---------- Estratto del documento
Nel tripudio di giochi di parole e calembour semantici escogitati dai vari giornali e critici cinematografici per promuovere al meglio la visione de Il caso Spotlight, nessuno, a quanto pare, ha ritenuto di utilizzare una coincidenza di termini e significati a dir poco prodigiosa, della quale perciò ci permettiamo di approfittare noi.
Se è vero infatti che la parola inglese “Spotlight” (il nome del team investigativo del Boston Globe che fece il famoso scoop sui preti pedofili celebrato nel film da Oscar) in italiano si traduce con “riflettore”, e se è altrettanto vero che si tratta di termini molto adatti a costruire titoli e recensioni efficaci, è vero anche che quella stessa parola, “riflettore”, in tedesco “Scheinwerfer”, era già stata usata nel 1946 dal grande filologo Erich Auerbach nel suo capolavoro di critica letteraria Mimesis (edito in Italia da Einaudi) per descrivere una «tecnica propagandistica» il cui «maestro» era niente meno che Voltaire, somma icona degli intellettuali illuministi anticlericali.
--------------------
Estrai per intero il testo sopra su Il caso Spotlight e la parola «riflettore», riproducendolo parola per parola senza alcuna modifica. Il materiale proviene da un'altra fonte.
---------- Dati archiviati
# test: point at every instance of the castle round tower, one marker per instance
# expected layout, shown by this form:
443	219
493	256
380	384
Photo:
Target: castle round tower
--------------------
**Soluzione proposta**
Nel tripudio di giochi di parole e calembour semantici escogitati dai vari giornali e critici cinematografici per promuovere al meglio la visione de Il caso Spotlight, nessuno, a quanto pare, ha ritenuto di utilizzare una coincidenza di termini e significati a dir poco prodigiosa, della quale perciò ci permettiamo di approfittare noi.
Se è vero infatti che la parola inglese “Spotlight” (il nome del team investigativo del Boston Globe che fece il famoso scoop sui preti pedofili celebrato nel film da Oscar) in italiano si traduce con “riflettore”, e se è altrettanto vero che si tratta di termini molto adatti a costruire titoli e recensioni efficaci, è vero anche che quella stessa parola, “riflettore”, in tedesco “Scheinwerfer”, era già stata usata nel 1946 dal grande filologo Erich Auerbach nel suo capolavoro di critica letteraria Mimesis (edito in Italia da Einaudi) per descrivere una «tecnica propagandistica» il cui «maestro» era niente meno che Voltaire, somma icona degli intellettuali illuministi anticlericali.